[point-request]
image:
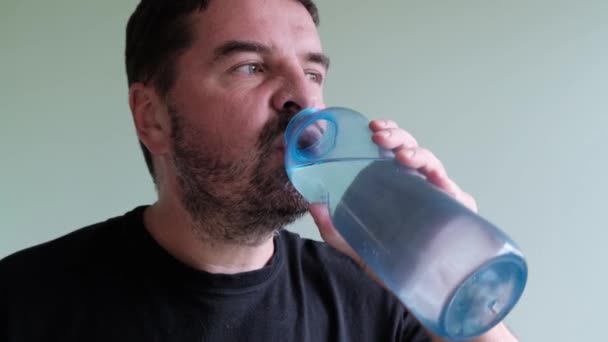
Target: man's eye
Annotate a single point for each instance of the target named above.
(249, 69)
(314, 76)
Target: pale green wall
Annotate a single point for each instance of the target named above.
(512, 95)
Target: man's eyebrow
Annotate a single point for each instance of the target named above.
(236, 46)
(319, 58)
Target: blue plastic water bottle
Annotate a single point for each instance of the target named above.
(455, 271)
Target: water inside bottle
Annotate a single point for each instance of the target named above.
(436, 257)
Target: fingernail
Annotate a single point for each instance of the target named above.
(410, 152)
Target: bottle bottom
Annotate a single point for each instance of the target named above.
(484, 298)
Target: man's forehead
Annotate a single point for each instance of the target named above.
(256, 20)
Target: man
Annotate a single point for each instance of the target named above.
(212, 87)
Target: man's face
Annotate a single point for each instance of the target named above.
(252, 66)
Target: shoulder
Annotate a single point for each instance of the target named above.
(81, 249)
(323, 267)
(343, 285)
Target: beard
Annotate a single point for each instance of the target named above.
(242, 201)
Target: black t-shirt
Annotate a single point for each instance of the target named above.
(112, 282)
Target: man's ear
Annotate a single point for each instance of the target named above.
(150, 117)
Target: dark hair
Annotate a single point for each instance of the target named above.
(157, 33)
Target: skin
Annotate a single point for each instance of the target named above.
(226, 96)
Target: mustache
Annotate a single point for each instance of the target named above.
(276, 127)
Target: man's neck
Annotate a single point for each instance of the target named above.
(172, 229)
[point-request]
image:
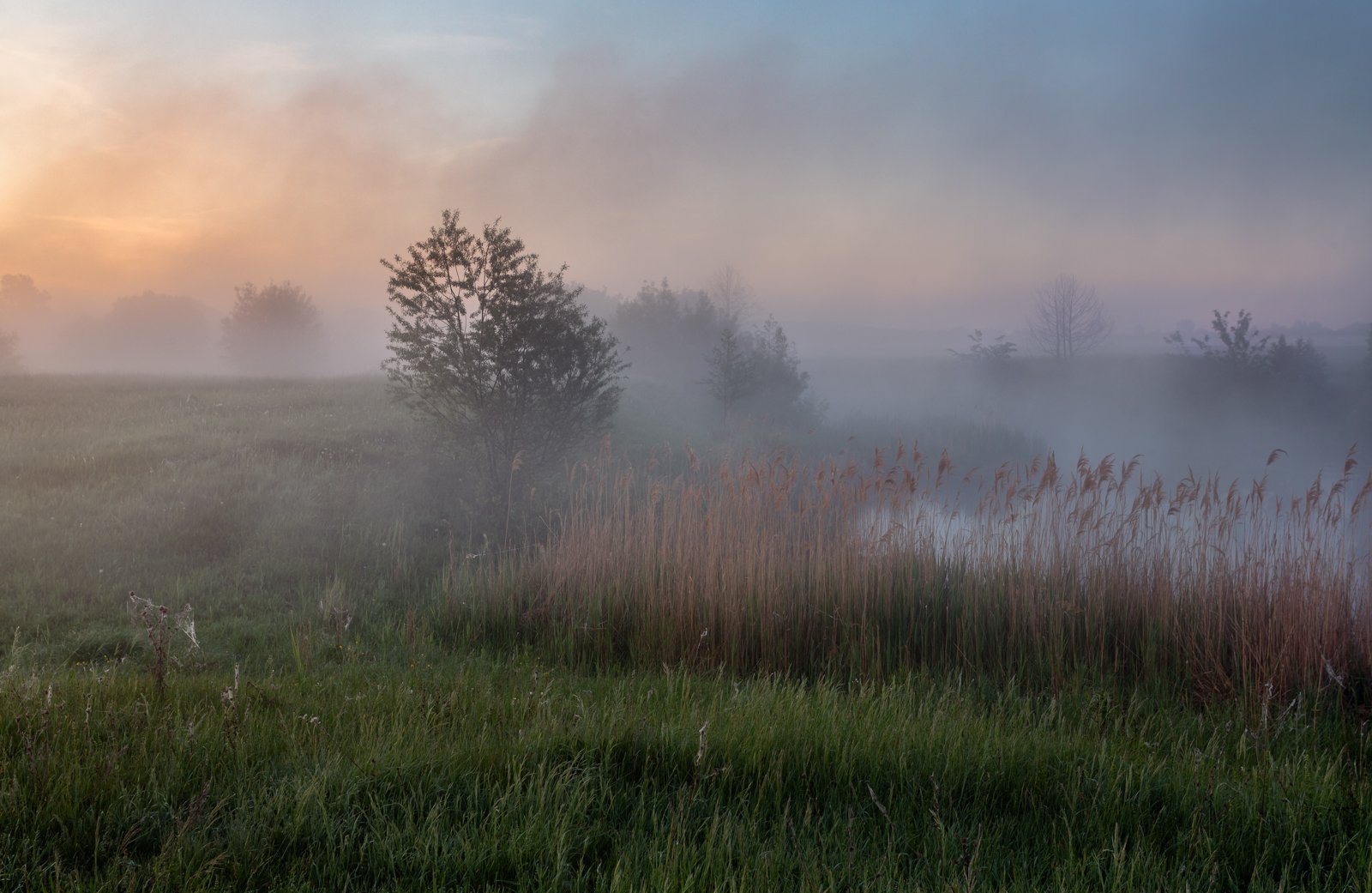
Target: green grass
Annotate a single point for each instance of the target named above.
(368, 746)
(496, 773)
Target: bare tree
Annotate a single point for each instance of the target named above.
(1068, 318)
(731, 294)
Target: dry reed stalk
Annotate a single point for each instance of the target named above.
(763, 564)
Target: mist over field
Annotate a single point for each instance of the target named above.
(718, 446)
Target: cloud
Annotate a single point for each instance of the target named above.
(1223, 157)
(1180, 158)
(201, 185)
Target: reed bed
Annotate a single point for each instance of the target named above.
(1033, 571)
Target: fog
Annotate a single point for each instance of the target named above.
(888, 183)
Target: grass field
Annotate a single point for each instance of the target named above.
(370, 707)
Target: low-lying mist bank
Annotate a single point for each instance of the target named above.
(663, 545)
(1179, 413)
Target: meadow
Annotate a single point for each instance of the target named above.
(685, 670)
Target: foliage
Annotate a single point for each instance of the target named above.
(731, 375)
(759, 376)
(411, 769)
(1239, 347)
(1246, 357)
(667, 331)
(150, 332)
(20, 298)
(274, 331)
(497, 352)
(1068, 318)
(472, 730)
(998, 352)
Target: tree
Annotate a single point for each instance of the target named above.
(731, 293)
(998, 352)
(274, 331)
(497, 352)
(1239, 347)
(761, 375)
(667, 331)
(1068, 318)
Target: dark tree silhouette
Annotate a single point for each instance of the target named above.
(274, 331)
(497, 352)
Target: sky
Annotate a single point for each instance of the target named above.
(912, 165)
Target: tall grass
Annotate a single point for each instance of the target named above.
(1033, 571)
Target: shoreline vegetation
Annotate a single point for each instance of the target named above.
(703, 671)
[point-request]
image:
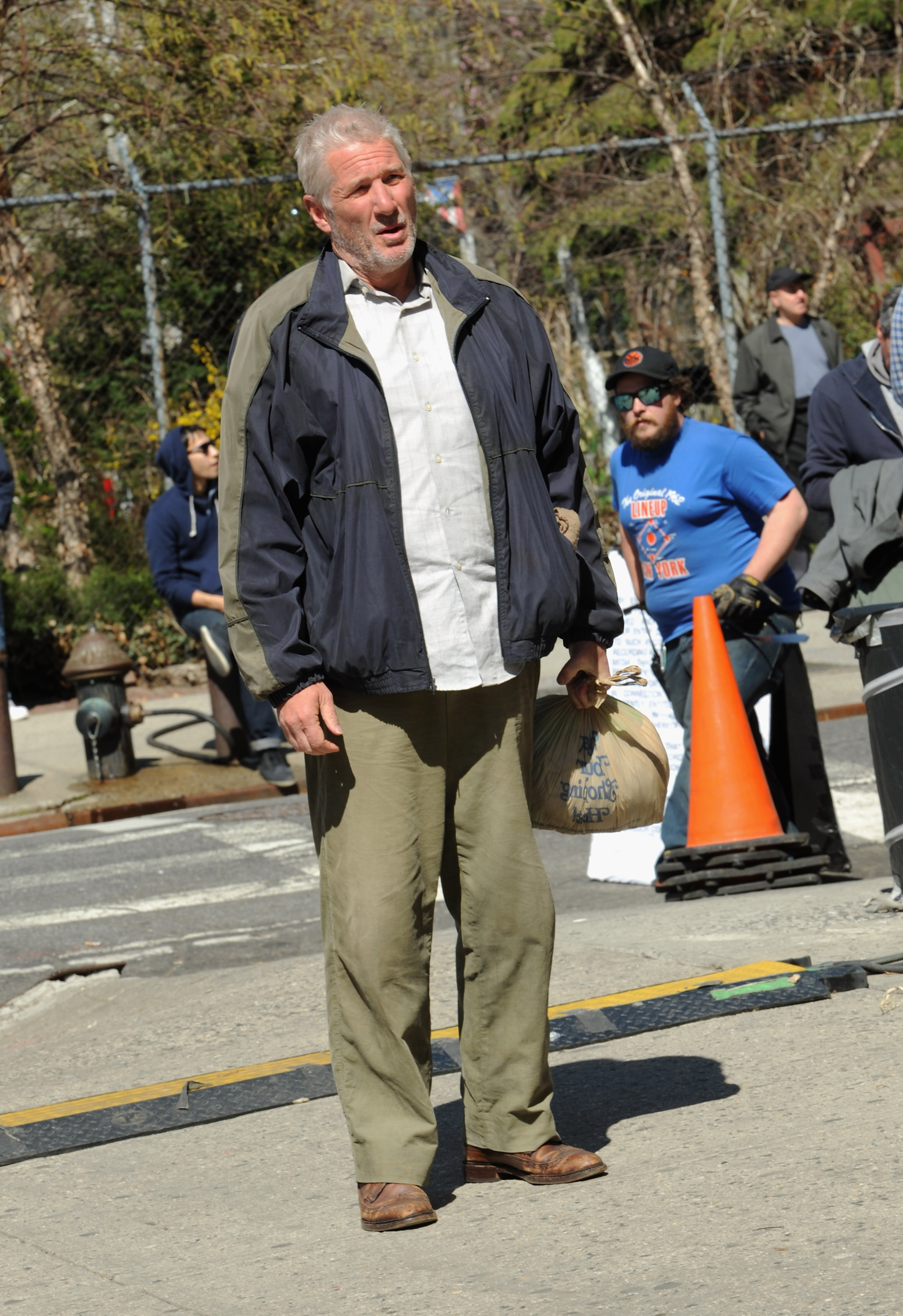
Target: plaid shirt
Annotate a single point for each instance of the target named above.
(897, 352)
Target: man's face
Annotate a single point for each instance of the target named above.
(373, 208)
(203, 456)
(648, 426)
(793, 300)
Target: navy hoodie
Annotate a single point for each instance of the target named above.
(182, 529)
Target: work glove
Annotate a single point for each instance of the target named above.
(746, 603)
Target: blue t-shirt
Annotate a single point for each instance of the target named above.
(694, 510)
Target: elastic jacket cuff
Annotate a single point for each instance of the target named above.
(575, 637)
(279, 698)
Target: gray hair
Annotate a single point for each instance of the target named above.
(886, 312)
(343, 125)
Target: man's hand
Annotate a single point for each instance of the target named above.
(202, 599)
(586, 660)
(302, 715)
(746, 603)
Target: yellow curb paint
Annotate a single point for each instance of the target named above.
(107, 1101)
(764, 969)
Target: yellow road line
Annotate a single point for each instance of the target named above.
(764, 969)
(107, 1101)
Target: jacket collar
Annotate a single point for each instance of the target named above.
(325, 318)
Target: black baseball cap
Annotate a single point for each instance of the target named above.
(644, 361)
(785, 275)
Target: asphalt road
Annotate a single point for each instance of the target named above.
(208, 889)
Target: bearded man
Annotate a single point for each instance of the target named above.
(396, 444)
(693, 502)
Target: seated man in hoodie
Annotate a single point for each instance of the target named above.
(853, 418)
(181, 535)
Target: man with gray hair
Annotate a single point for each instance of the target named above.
(398, 457)
(853, 416)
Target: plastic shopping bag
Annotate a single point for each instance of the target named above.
(601, 769)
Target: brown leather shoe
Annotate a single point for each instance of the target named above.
(553, 1162)
(394, 1206)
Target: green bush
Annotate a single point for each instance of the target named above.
(45, 616)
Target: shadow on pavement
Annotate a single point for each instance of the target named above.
(592, 1097)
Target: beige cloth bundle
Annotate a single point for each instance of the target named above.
(601, 769)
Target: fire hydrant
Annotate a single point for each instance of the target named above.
(104, 718)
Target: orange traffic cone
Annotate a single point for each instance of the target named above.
(735, 840)
(730, 798)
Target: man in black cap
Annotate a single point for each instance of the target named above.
(778, 366)
(703, 510)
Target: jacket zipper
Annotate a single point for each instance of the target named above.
(399, 539)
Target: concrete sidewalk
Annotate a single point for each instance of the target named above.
(753, 1160)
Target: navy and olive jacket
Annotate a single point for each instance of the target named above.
(315, 577)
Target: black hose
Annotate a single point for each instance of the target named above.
(193, 720)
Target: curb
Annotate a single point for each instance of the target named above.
(52, 822)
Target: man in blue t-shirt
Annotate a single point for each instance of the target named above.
(693, 499)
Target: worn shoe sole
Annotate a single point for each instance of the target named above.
(424, 1218)
(219, 661)
(484, 1173)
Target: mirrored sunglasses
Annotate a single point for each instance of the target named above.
(650, 395)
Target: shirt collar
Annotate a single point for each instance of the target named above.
(354, 283)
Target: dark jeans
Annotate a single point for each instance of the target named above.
(818, 523)
(260, 720)
(755, 666)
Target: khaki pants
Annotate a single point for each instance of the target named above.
(427, 785)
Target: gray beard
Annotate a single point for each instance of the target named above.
(650, 445)
(365, 257)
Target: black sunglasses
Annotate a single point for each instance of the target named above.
(650, 395)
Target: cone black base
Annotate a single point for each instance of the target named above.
(731, 868)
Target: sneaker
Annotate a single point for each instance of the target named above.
(219, 661)
(18, 712)
(274, 768)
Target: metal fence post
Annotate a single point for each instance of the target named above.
(149, 278)
(719, 231)
(593, 372)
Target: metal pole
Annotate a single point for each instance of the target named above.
(596, 375)
(719, 231)
(149, 277)
(8, 778)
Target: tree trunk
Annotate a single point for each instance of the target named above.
(33, 368)
(853, 181)
(702, 299)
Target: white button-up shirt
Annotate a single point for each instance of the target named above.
(448, 533)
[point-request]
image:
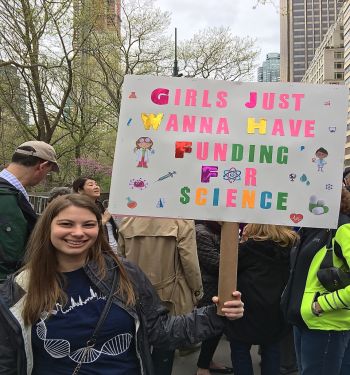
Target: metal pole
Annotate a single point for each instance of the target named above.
(175, 68)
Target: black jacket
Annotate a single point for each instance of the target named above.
(263, 269)
(17, 220)
(154, 325)
(208, 248)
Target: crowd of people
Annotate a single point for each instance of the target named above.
(81, 294)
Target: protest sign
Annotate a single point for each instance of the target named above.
(238, 152)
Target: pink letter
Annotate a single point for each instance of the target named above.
(294, 128)
(297, 98)
(221, 103)
(252, 100)
(160, 96)
(205, 102)
(172, 124)
(230, 196)
(177, 96)
(283, 101)
(309, 128)
(250, 177)
(191, 96)
(278, 127)
(181, 148)
(202, 150)
(220, 151)
(207, 172)
(268, 100)
(222, 126)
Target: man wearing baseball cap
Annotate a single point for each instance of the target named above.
(30, 164)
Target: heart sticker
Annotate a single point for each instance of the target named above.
(296, 217)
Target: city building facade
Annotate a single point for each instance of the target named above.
(270, 69)
(327, 65)
(304, 24)
(346, 23)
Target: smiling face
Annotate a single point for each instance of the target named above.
(73, 231)
(91, 189)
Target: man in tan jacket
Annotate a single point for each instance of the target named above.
(166, 251)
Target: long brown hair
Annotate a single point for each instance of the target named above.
(283, 235)
(45, 280)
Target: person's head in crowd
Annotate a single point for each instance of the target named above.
(345, 202)
(32, 161)
(58, 191)
(346, 177)
(87, 186)
(67, 236)
(283, 235)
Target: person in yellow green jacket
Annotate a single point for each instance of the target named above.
(321, 319)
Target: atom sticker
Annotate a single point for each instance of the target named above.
(138, 184)
(231, 175)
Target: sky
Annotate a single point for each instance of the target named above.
(261, 23)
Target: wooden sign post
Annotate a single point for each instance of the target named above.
(228, 262)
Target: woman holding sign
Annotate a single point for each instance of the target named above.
(317, 298)
(263, 269)
(77, 308)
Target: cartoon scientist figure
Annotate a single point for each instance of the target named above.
(143, 151)
(320, 155)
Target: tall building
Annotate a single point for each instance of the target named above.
(346, 23)
(270, 69)
(303, 26)
(327, 65)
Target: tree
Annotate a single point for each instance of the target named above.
(36, 38)
(139, 47)
(215, 53)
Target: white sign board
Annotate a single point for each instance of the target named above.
(240, 152)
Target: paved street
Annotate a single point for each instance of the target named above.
(187, 365)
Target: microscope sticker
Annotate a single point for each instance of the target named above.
(143, 150)
(320, 155)
(317, 206)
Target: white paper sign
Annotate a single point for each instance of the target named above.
(240, 152)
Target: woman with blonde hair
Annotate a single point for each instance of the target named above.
(263, 269)
(76, 308)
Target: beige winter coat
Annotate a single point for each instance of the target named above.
(166, 250)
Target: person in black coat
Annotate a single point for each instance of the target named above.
(208, 235)
(263, 269)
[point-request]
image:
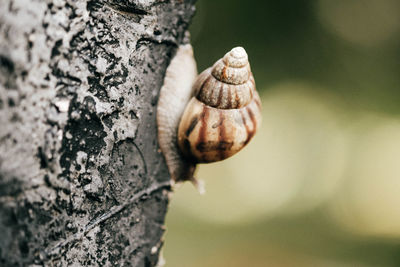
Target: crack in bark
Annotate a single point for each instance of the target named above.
(113, 211)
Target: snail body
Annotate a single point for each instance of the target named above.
(221, 113)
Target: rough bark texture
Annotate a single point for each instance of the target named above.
(82, 181)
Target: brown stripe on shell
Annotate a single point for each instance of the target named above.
(202, 93)
(220, 95)
(222, 144)
(201, 141)
(230, 104)
(237, 100)
(250, 133)
(192, 124)
(258, 102)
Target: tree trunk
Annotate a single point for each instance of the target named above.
(82, 181)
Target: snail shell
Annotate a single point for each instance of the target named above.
(208, 118)
(225, 112)
(174, 96)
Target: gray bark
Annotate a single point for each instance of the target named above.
(82, 181)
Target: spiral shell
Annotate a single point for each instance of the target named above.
(224, 113)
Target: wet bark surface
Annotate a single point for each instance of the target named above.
(82, 181)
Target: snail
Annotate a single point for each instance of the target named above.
(209, 117)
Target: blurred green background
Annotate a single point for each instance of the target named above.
(319, 185)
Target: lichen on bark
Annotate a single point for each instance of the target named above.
(82, 181)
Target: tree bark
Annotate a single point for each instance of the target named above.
(82, 181)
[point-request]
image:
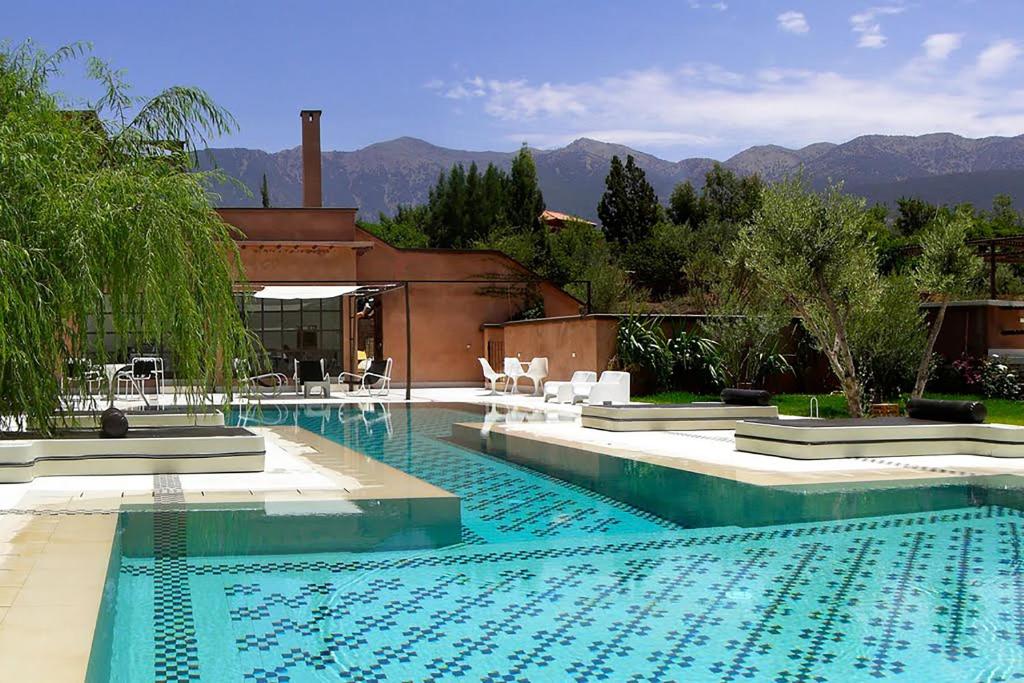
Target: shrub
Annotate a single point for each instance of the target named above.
(989, 377)
(641, 346)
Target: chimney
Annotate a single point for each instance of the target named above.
(312, 195)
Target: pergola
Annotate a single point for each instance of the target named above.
(291, 289)
(994, 250)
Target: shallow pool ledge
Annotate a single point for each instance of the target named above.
(699, 500)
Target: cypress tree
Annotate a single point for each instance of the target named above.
(684, 206)
(264, 194)
(525, 202)
(629, 207)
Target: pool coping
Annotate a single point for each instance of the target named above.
(864, 471)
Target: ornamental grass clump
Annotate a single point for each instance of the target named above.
(99, 205)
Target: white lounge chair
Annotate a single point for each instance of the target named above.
(311, 375)
(378, 373)
(537, 372)
(491, 375)
(513, 371)
(613, 387)
(561, 391)
(269, 384)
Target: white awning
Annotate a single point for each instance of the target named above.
(305, 291)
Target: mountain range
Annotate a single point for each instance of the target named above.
(942, 168)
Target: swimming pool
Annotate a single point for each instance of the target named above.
(555, 582)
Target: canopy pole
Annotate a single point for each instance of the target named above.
(409, 349)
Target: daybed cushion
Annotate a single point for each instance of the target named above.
(969, 412)
(745, 397)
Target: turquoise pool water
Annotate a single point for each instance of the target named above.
(556, 583)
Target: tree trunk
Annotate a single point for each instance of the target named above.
(844, 363)
(926, 358)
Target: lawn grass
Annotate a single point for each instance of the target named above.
(834, 406)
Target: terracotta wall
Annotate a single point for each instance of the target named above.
(1007, 328)
(568, 343)
(977, 328)
(289, 262)
(446, 318)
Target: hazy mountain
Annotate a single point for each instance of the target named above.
(938, 167)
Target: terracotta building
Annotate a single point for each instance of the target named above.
(317, 246)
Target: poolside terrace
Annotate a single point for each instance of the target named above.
(57, 531)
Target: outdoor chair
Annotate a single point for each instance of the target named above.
(377, 375)
(562, 391)
(132, 378)
(489, 375)
(267, 384)
(84, 374)
(309, 375)
(536, 373)
(612, 387)
(158, 370)
(513, 371)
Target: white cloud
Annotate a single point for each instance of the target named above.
(866, 25)
(793, 22)
(939, 46)
(996, 58)
(713, 4)
(705, 105)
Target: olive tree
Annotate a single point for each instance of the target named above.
(810, 251)
(946, 269)
(99, 208)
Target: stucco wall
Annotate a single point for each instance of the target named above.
(288, 263)
(446, 318)
(569, 343)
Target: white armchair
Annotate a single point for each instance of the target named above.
(613, 387)
(561, 391)
(513, 371)
(491, 375)
(537, 372)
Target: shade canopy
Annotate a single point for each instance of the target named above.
(305, 291)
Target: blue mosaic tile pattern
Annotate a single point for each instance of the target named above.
(535, 594)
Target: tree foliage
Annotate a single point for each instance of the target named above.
(945, 269)
(810, 251)
(104, 208)
(887, 340)
(629, 208)
(264, 194)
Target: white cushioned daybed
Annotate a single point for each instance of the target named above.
(142, 451)
(682, 417)
(735, 404)
(154, 416)
(813, 439)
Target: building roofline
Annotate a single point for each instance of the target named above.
(493, 252)
(287, 208)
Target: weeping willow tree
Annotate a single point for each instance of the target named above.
(100, 206)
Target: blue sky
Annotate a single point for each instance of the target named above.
(677, 79)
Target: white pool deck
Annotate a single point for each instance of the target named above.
(291, 475)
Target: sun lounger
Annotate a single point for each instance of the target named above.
(958, 432)
(681, 417)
☆ ☆ ☆ ☆
■ WHAT THE TASK REQUIRES:
Check the listing for the word "shirt". Show each line that has it.

■ EXERCISE OUTPUT:
Target: black t-shirt
Target: plaid shirt
Target: blue t-shirt
Target: man in blue t-shirt
Target: shirt collar
Target: white button-up shirt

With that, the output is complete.